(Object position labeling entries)
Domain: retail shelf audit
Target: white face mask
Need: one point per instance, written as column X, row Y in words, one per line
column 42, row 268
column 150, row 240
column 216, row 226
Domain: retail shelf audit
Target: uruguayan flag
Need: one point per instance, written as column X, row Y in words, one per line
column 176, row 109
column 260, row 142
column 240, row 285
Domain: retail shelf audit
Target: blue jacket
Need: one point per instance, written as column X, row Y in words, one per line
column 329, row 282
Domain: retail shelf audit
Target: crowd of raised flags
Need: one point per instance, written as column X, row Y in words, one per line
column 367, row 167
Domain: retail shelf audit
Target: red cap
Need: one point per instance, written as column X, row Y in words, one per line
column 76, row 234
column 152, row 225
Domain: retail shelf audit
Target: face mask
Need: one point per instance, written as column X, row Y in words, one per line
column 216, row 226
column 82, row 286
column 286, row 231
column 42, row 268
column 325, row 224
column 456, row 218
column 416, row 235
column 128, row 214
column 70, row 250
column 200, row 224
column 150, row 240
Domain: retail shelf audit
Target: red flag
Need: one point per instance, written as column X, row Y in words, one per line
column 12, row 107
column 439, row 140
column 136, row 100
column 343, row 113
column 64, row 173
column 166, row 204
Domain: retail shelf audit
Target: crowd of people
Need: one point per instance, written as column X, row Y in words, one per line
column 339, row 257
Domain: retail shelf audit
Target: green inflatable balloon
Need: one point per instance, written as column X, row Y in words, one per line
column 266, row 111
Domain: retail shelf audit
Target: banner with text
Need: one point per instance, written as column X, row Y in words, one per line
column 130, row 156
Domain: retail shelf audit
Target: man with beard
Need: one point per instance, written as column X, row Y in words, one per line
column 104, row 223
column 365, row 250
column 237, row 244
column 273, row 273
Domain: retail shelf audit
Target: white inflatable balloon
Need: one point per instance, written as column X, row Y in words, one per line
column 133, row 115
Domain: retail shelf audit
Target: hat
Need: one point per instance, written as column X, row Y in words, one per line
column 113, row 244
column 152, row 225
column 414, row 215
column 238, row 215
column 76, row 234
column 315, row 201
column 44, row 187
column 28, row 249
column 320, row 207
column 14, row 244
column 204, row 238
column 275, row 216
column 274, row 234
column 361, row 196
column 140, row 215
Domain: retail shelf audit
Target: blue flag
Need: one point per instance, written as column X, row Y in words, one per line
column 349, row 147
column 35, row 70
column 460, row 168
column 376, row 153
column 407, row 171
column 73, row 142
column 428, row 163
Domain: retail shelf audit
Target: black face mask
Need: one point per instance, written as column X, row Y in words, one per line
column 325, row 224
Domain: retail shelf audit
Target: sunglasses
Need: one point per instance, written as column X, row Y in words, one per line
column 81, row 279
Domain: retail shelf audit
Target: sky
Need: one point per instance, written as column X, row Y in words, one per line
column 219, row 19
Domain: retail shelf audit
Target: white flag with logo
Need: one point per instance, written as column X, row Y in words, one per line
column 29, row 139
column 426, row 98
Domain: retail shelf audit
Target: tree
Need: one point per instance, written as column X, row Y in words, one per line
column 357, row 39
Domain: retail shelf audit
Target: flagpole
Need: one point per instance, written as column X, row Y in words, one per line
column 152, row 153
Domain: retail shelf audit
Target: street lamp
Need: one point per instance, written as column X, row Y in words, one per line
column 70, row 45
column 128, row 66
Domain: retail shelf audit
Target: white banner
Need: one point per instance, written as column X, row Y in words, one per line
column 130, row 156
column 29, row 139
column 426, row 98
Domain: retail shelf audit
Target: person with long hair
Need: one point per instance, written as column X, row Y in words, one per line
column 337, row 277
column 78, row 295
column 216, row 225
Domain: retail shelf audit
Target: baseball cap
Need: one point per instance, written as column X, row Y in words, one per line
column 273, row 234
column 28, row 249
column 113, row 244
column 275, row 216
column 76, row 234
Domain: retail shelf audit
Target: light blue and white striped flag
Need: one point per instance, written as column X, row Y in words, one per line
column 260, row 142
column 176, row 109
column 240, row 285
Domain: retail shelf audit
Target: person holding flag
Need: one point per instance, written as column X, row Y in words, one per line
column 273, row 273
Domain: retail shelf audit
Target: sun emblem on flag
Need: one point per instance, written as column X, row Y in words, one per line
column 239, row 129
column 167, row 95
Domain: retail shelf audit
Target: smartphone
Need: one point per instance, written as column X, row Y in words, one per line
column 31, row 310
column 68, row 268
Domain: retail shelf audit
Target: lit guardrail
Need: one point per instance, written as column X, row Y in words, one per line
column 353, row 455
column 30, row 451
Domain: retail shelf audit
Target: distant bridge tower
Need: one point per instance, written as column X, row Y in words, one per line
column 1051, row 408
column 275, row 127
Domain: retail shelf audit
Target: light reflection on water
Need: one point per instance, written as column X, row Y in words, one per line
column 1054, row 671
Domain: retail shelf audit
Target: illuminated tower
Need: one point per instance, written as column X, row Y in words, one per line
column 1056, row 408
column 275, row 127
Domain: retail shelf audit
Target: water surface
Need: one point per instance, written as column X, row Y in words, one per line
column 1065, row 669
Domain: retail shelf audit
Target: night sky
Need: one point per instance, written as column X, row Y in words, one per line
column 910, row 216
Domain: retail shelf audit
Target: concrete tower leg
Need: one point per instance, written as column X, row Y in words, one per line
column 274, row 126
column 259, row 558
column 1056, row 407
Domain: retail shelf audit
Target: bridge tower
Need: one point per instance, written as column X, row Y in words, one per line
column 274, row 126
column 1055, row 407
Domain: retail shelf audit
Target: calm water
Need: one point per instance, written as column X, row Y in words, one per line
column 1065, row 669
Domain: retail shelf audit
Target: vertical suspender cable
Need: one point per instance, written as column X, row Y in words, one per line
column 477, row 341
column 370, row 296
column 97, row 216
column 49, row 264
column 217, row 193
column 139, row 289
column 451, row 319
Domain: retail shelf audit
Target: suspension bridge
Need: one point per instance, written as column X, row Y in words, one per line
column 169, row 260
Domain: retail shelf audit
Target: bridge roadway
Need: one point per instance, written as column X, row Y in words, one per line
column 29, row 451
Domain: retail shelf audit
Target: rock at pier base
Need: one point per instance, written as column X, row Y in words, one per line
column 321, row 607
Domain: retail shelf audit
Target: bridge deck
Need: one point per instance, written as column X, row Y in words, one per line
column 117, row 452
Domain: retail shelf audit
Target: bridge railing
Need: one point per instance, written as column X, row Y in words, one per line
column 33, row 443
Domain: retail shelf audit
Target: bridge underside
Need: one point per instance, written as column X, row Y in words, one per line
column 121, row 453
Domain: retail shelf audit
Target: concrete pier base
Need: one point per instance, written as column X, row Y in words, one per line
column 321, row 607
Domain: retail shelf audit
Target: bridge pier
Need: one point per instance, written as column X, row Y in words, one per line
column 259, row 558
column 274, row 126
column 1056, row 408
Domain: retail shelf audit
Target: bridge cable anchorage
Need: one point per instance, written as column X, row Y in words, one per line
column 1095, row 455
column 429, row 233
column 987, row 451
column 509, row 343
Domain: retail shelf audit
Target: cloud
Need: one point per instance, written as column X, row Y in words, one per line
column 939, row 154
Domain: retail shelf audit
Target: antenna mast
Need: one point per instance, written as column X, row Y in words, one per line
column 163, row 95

DESCRIPTION OF THE TASK
Output all preceding records character for character.

OUTPUT OF THE TASK
Domain: retail shelf audit
Target: white face mask
Need: one point per instance, written as column X, row Y in words, one per line
column 42, row 268
column 150, row 240
column 216, row 226
Domain: retail shelf audit
Target: uruguayan flag
Need: one point per instance, written as column X, row Y in words, one per line
column 176, row 109
column 260, row 142
column 240, row 285
Domain: retail shelf audit
Target: blue jacket
Need: one point per instance, written as column X, row Y in words, one per line
column 329, row 282
Domain: retail shelf audit
Target: crowd of raised flags
Need: one point per instance, written as column X, row Y in words, one per line
column 367, row 167
Domain: retail shelf audit
Target: red cap
Need: one point per instance, written as column X, row Y in words, one per line
column 76, row 234
column 152, row 225
Domain: retail shelf audit
Target: face mask
Need: one point per instance, written as column X, row Y in words, one per line
column 216, row 226
column 82, row 286
column 286, row 231
column 42, row 268
column 325, row 224
column 456, row 218
column 416, row 235
column 128, row 214
column 70, row 250
column 200, row 224
column 150, row 240
Domain: retail shelf audit
Target: red flag
Need: one point per instance, written as column X, row Y in words, one per line
column 12, row 107
column 439, row 140
column 136, row 100
column 343, row 113
column 64, row 173
column 166, row 204
Domain: retail shelf audit
Target: crowd of people
Need: one point per instance, written as column X, row Y in words, one per line
column 339, row 257
Domain: retail shelf audit
Target: green inflatable balloon
Need: one point per instance, written as column X, row Y in words, one per line
column 266, row 111
Domain: retail shelf audit
Target: banner with text
Need: one point per instance, written as column X, row Y in words, one per line
column 130, row 156
Domain: retail shelf audit
Target: man with beard
Need: one point per instance, written as column X, row Y in words, one per line
column 104, row 223
column 365, row 250
column 237, row 244
column 273, row 273
Domain: retail shelf audit
Target: white inflatable balloon
Need: one point per instance, written as column X, row Y in words, one per line
column 133, row 115
Domain: retail shelf audit
Target: hat
Need: one point per instance, written as column X, row Y in words, one per line
column 113, row 244
column 152, row 225
column 414, row 215
column 238, row 215
column 76, row 234
column 315, row 201
column 44, row 187
column 28, row 249
column 320, row 207
column 14, row 244
column 204, row 238
column 275, row 216
column 274, row 234
column 361, row 196
column 140, row 215
Domain: retail shelf audit
Target: blue flag
Need: one point per instance, written as column X, row Y in words, one per line
column 349, row 147
column 35, row 70
column 460, row 168
column 376, row 153
column 407, row 171
column 73, row 142
column 428, row 163
Domain: retail shelf audit
Target: black face mask
Need: one point per instance, written as column X, row Y in words, one per line
column 325, row 224
Domain: retail shelf audit
Target: sunglasses
Need: one point per instance, written as column X, row Y in words, one per line
column 81, row 279
Domain: retail shelf audit
Target: sky
Need: one point per instance, written as column X, row Y in words, one per line
column 219, row 19
Domain: retail shelf audit
Target: white flag with logo
Need: one point per instance, written as column X, row Y in words, one per line
column 29, row 139
column 426, row 98
Domain: retail shelf audit
Target: tree
Need: one point per instance, written as column X, row Y in words, one per line
column 357, row 39
Domain: retail shelf audit
Target: flagpole
Need: one point per instance, written as column X, row Y in words, one per line
column 152, row 153
Domain: retail shelf audit
Target: street lamp
Need: one point per instance, written as column X, row Y in words, one per line
column 70, row 45
column 128, row 66
Domain: retail shelf audit
Target: white banner
Need: one point per instance, written as column X, row Y in words, one per line
column 130, row 156
column 29, row 139
column 426, row 98
Domain: retail shelf audit
Target: person with long hair
Need: one point per instance, written as column X, row Y in words, one per line
column 337, row 277
column 78, row 295
column 216, row 225
Domain: retail shelf audit
Target: baseball cap
Need: one point per instance, written as column X, row Y in words, one per line
column 273, row 234
column 28, row 249
column 113, row 244
column 275, row 216
column 76, row 234
Domain: retail shelf audit
Target: light blue and white striped flag
Need: one point per instance, written as column X, row Y in words, one per line
column 260, row 142
column 176, row 109
column 240, row 285
Domain: retail shelf audit
Target: person holding flag
Need: one point per instance, written as column X, row Y in words, one per line
column 273, row 273
Domain: retail shelf audit
Target: sun emblem on flag
Need: one point per instance, written as column X, row Y in words, one per line
column 239, row 129
column 167, row 95
Domain: retail shelf audit
Target: smartphone
Need: one point per instance, written as column X, row Y in words, one per line
column 31, row 310
column 68, row 268
Domain: retail shelf audit
Target: lit guardrail
Need: one point per instance, written as column X, row Y in words, one per line
column 353, row 455
column 30, row 451
Domain: retail shelf audit
Target: distant bridge tower
Need: one point per instance, written as column X, row Y in words, one per line
column 1051, row 408
column 275, row 127
Domain: retail shelf audit
Target: light reflection on water
Need: one point per instance, written as column X, row Y in words, one per line
column 1054, row 671
Domain: retail shelf audit
Target: illuminated tower
Need: one point per instance, written as column X, row Y in words, one per line
column 1056, row 408
column 275, row 127
Domain: retail shelf audit
Target: water surface
Need: one point per instance, written as column X, row Y in words, one per line
column 1065, row 669
Domain: retail shelf audit
Target: night sky
Need: one point per instance, written as column X, row Y in words, one per line
column 910, row 216
Domain: retail shelf audit
Target: concrete tower leg
Need: one point per instance, written as column X, row Y in words, one per line
column 274, row 126
column 259, row 558
column 1056, row 407
Domain: retail shelf audit
Target: bridge tower
Need: one point per instance, written as column X, row Y in words, one per line
column 274, row 126
column 1055, row 407
Domain: retail shelf audit
Target: calm water
Need: one point per instance, written as column X, row Y in words, one per line
column 1065, row 669
Domain: retail shelf audit
Target: vertical suspender cable
Need: one point per instance, written as column X, row Y in words, one per line
column 477, row 341
column 370, row 296
column 97, row 216
column 49, row 264
column 217, row 193
column 139, row 289
column 451, row 319
Domain: retail shelf audit
Target: suspension bridge
Need: one point per instance, written as column X, row Y in words, one per line
column 169, row 260
Domain: retail shelf audit
Target: bridge roadway
Need: one point per instance, written as column X, row Y in words, one per line
column 29, row 451
Domain: retail shelf audit
Target: rock at pier base
Need: one point per instance, written as column X, row Y in words, one per line
column 321, row 607
Domain: retail shelf audit
Target: bridge deck
Need: one point per instance, written as column X, row Y in words, one per line
column 117, row 452
Domain: retail shelf audit
Target: bridge railing
Need: one point per instance, written as column X, row Y in words, one per line
column 33, row 443
Domain: retail shelf audit
Target: bridge underside
Need: one point per instance, written as column X, row Y in words, one per line
column 121, row 453
Domain: retail shelf audit
Target: concrete pier base
Need: one point per instance, written as column X, row Y in words, one per line
column 321, row 607
Domain: retail shelf audit
Target: bridge pier
Need: one point per instance, written as column X, row Y in words, one per line
column 259, row 558
column 274, row 126
column 1056, row 408
Domain: retail shelf audit
Target: bridge cable anchorage
Need: one point per instance, written as column X, row Y in words, one per line
column 1095, row 455
column 429, row 233
column 987, row 451
column 509, row 343
Domain: retail shelf audit
Target: cloud
Need: one point per instance, written as column X, row Y in words, one per line
column 939, row 154
Domain: retail shelf audit
Target: antenna mast
Need: one point per instance, written as column X, row Y in words, one per line
column 163, row 95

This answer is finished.